== Segment start ==
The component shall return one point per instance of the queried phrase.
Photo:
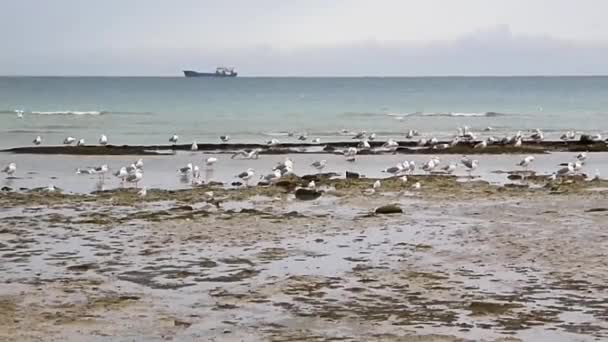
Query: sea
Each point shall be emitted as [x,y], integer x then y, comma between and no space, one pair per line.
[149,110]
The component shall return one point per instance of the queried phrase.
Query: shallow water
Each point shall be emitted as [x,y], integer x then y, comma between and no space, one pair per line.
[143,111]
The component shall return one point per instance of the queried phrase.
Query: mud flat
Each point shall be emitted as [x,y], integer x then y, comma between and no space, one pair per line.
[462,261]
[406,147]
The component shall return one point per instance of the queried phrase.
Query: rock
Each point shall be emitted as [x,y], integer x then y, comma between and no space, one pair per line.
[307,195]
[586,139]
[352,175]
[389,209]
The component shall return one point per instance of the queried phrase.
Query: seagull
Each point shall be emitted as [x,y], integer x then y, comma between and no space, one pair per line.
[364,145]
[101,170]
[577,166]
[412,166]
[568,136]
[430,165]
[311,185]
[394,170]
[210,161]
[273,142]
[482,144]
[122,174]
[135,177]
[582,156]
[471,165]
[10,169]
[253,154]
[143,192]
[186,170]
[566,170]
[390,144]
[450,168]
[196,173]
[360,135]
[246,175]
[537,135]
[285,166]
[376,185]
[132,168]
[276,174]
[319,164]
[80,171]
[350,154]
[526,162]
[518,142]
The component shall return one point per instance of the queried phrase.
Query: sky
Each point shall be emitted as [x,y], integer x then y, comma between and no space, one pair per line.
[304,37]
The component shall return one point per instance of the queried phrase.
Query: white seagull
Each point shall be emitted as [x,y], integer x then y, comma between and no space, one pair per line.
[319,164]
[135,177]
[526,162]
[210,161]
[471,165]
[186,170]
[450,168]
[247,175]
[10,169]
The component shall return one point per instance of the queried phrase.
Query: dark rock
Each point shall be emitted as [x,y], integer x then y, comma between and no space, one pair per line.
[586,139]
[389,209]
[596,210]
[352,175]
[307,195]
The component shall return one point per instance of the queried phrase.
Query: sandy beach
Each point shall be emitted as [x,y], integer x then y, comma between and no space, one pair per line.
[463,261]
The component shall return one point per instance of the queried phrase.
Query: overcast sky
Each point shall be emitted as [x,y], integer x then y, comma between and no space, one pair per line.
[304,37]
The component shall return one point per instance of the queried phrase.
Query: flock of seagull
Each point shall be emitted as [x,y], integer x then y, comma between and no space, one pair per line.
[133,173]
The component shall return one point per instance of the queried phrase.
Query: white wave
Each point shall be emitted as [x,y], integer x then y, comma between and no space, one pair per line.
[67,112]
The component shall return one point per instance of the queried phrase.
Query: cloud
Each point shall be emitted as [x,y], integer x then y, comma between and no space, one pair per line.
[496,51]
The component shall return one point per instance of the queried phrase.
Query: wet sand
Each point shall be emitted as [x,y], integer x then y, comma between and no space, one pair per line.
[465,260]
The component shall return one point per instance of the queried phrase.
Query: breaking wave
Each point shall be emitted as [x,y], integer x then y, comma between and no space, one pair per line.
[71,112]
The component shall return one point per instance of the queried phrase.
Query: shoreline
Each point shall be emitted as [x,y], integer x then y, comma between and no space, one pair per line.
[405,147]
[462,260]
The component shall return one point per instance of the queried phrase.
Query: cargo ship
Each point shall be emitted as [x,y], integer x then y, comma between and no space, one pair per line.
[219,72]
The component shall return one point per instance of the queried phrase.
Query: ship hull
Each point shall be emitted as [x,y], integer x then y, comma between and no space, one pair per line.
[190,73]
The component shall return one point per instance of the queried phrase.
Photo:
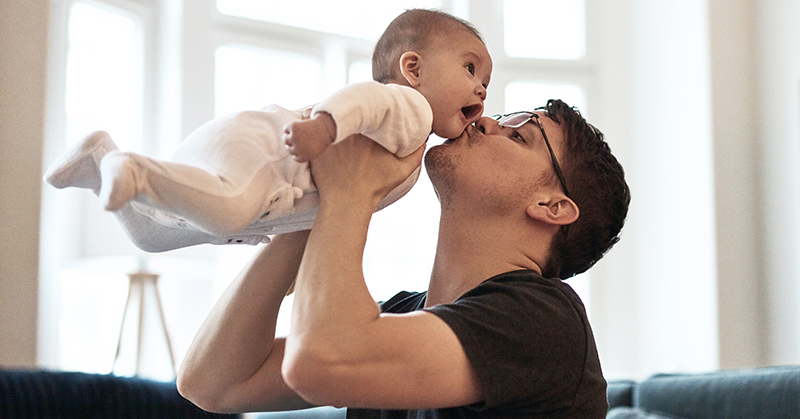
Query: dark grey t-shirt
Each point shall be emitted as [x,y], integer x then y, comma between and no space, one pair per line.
== Segment end ==
- _GOAL OF THE EXERCISE_
Only lines with the word "white" are wanted. Find and copy them from the records above.

- _WRITTEN ANSWER_
Query: white seagull
Query: white wave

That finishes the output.